MATERIAL FOR THE TASK:
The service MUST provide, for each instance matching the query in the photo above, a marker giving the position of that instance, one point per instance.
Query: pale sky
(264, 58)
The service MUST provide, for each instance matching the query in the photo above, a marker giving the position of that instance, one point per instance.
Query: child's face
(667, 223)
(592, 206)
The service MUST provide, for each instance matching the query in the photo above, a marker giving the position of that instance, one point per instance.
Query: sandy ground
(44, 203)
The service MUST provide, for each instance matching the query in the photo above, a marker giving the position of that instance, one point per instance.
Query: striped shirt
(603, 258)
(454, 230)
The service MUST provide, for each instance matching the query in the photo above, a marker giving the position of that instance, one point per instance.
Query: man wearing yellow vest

WHAT YOU WILL DO:
Please transcribe all of the records, keeping every line exactly as it is.

EXPECTED OUTPUT:
The service MUST provide, for each instance matching the query in the photo above, a marker giving the position of that instance, one point per instance.
Query: pale sky
(264, 58)
The service MUST provide, for each instance matching the query in the photo above, a marker giving the position of that instance, one point per instance.
Query: child's face
(667, 223)
(592, 206)
The service MUST provide, for each instance matching the query in the photo above, a marker giving the position of that instance, one point per instance.
Query: sandy ground
(44, 203)
The service MUST provide, for each instance matching the query in the photo above, a marker giving the position of that instance, one point per instance.
Query: striped shirt
(603, 258)
(454, 230)
The service MUST provide, for each instance matching the query in the photo above, a marker giving the position of that instance, one point per instance.
Query: man wearing yellow vest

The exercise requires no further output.